LISTED ENTRIES:
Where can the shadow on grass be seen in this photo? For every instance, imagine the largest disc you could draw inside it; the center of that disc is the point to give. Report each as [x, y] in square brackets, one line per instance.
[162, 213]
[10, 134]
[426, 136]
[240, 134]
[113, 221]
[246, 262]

OBJECTIVE:
Please arrange the entries above as a two-column CSV with the headers text and answer. Give one row per entry, each value in a single quoted field with its line breaks replaced by spaces.

EXERCISE SOLUTION:
text,answer
"Where can the shadow on grass be seen in this photo? For every instance, imagine the largest disc you could draw inside it; the center of that disc is the point to give. Report each as [x, y] in square brackets, one line per instance.","[162, 213] [10, 134] [426, 136] [240, 134] [113, 221] [246, 262]"